> [Text passage]
____________________

Who among us cannot relate to Georgina Childs?
The 30-year-old woman appeared on daytime British television recently in a state best described as politely-contained rage. Childs’ predicament—racking up so much debt from attending her friends’ weddings that she had to move back in with her parents —may have been the result of some unwise financial choices. But her decision to awkwardly bare all on one of Britain’s most-watched morning shows was, I think, a deeply subversive act.
That’s the thing about weddings: They are undeniably fun to go to, but they are also extremely expensive. Everyone knows this. Everyone even talks about it (constantly, if you happen to be in your late twenties to mid-thirties). But no one seems willing to express their shared frustration to the people who have the power to change it: the couple that’s hosting the wedding.
Of course not. That would be rude, right? I guess. However, few other things in our world are like this. If you are expected to shell out for an event ticket, conference, or social engagement, the price is made clear ahead of time. After all, it’s a crucial piece of information that helps you decide if you should go. But for some reason—perhaps the outsized importance that patriarchal, capitalist society places on the concept of marriage and the celebration that goes along with it—weddings are exempt from this administrative requirement.

____________________

> [Set problem 1]
According to the wedding-cost essay, what did Georgina Childs have to do after racking up debt from attending her friends' weddings?
The wedding-cost essay and the records below it come from unrelated sources.

> [Records for processing]

____________________

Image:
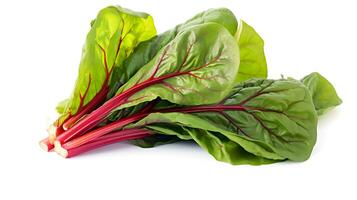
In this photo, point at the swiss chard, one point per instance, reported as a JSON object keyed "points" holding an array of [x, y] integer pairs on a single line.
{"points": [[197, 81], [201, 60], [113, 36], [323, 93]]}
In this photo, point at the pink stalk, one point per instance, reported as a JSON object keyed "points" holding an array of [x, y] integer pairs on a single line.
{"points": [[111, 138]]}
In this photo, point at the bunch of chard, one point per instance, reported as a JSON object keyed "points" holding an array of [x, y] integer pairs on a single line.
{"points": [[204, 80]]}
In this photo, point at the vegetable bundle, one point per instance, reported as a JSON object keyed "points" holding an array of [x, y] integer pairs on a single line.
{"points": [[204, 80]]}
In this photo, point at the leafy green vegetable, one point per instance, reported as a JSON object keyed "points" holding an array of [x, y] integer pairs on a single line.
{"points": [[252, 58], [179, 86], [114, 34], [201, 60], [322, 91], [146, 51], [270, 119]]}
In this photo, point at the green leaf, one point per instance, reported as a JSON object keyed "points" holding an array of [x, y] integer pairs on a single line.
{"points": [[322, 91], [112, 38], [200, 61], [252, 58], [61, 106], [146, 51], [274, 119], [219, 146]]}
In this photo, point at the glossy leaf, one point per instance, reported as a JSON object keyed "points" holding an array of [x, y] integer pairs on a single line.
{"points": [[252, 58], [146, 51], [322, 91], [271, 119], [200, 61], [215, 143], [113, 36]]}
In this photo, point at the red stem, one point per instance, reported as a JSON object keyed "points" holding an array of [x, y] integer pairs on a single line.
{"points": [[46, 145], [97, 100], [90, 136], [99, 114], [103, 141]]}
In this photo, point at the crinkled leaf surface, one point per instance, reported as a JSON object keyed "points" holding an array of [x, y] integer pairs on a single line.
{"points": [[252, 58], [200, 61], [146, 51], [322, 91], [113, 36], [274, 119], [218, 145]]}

____________________

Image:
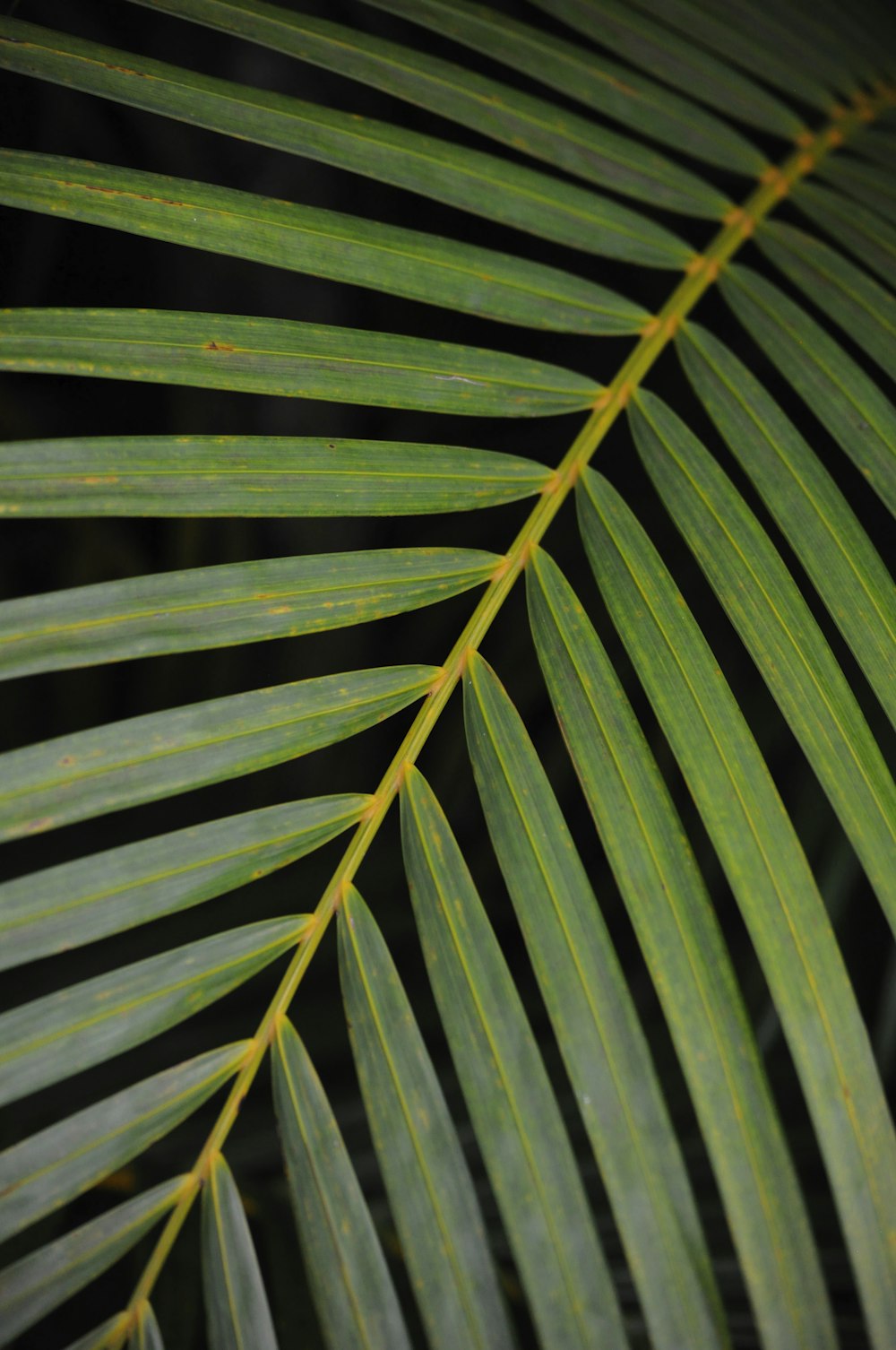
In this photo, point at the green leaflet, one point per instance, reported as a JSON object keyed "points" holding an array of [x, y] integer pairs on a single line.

____________________

> [Set problem 2]
Gather every line of the records that contains the word "vegetable".

> [Final result 1]
She had to move back in with her parents.

> [Final result 2]
In this photo, point at the vegetable bundle, one point per instance, reported as a JSON object keyed "points" holding an array of [x, y] integer pairs on a single line.
In this photo, point at the leafy green vegetable, one point per instance, reported as a JSON object keyed "points" holding an array of [x, y] integer pairs on a single line.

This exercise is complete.